In an email, Aidan Strickland, a spokesperson for Immigration, Refugees and Citizenship Canada, said the department understood the “disappointment” from some applicants who had not received visas in time, adding that it had worked with the event organizers and prioritized visas for delegates.

“Immigration, Refugees and Citizenship Canada (IRCC) took every measure available to expedite as much as possible the processing of applications and facilitate travel for this event,” Strickland wrote.

“In fact, IRCC processed over 93% of applications received before the start of the conference.”

However, Gideon Christian, a law professor at the University of Calgary, said it’s long been hard for scholars from the Global South to get visas to come to Canada, and this isn’t the first time an international conference has struggled to welcome experts from Africa, in particular.

Residents of many countries do not require a visa to come to Canada, but most of the visa-exempt nations are in the Global North, such as Europe.

For those that do require a visa, it’s not always clear why they get rejected, said Christian, who is also the president of the African Scholars Initiative, which aims to attract more experts to Canada. He said he’s seen people from Africa wait up to a year for a decision.

### Tasks for this exercise
a: List every organization named in the article on Canadian visa delays.
b: Pick up the article on Canadian visa delays after its last sentence and continue it.
The lines have no connection to the article on Canadian visa delays.

### Material supplied
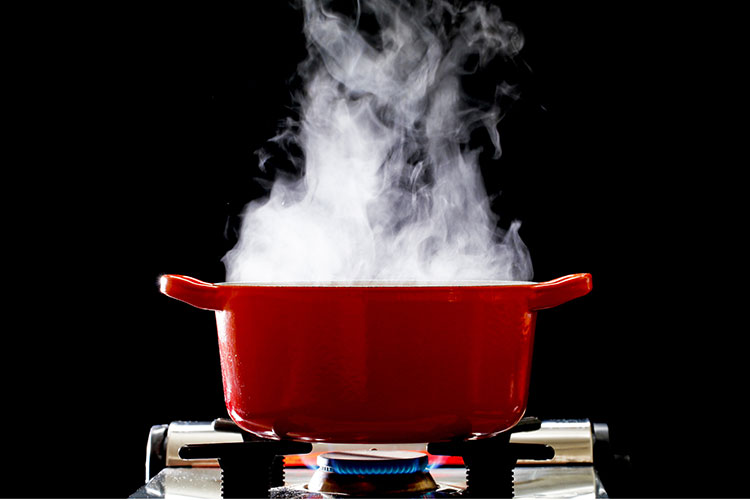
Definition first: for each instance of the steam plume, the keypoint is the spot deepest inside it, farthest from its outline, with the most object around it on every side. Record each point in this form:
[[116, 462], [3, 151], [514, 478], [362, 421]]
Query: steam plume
[[391, 189]]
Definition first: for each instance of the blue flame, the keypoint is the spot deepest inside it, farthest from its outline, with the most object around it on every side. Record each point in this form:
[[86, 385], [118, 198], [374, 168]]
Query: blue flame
[[409, 467]]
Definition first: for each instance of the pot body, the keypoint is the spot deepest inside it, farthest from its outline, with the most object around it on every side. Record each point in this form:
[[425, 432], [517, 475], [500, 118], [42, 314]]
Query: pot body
[[375, 364]]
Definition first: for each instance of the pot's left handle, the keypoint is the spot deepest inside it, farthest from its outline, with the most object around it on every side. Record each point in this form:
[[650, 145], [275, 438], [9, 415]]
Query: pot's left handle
[[195, 292]]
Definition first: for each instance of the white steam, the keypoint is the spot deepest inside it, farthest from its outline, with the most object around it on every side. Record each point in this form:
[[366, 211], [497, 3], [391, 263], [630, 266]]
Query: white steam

### Your responses
a:
Immigration, Refugees and Citizenship Canada (IRCC)
University of Calgary
African Scholars Initiative

b:
He also argues that requirements that applicants prove that they’re economically independent and won’t stay in Canada after an event are overly broad and can be used to discriminate against experts who aren’t white or from the West.

He pointed to an artificial intelligence conference also hosted in Montreal back in 2018, in which many people slated to speak at a workshop on being Black in AI were denied visas. He questioned why accomplished experts, of all people, are being kept out.

“Experts with Google in Africa will not be hanging around in Canada after the event,” he said. “What is he going to be doing? Flipping burgers at McDonald’s?”

Christian said it’s important that Canada continue to host these conferences, as a service to the global community, but that discriminatory practices be dealt with.

“I am a scholar who works on issues affecting the Black population,” he said. “I don’t see any reason why I cannot host Black-focused events in Canada, except that if I’m inviting Black scholars from Africa, the IRCC may not let them in. It’s like living in a house where you can’t have your friends over because your landlord won’t open the gate for them.”

Gillespie, who tweeted the photo of the empty panel chairs, was one of hundreds of experts who did make it to Montreal this week. As a senior research fellow at Cardiff University, he studies the use of pre-exposure prophylaxis — basically medication that works to stop the spread of HIV — among those who get it through Wales’s National Health Service.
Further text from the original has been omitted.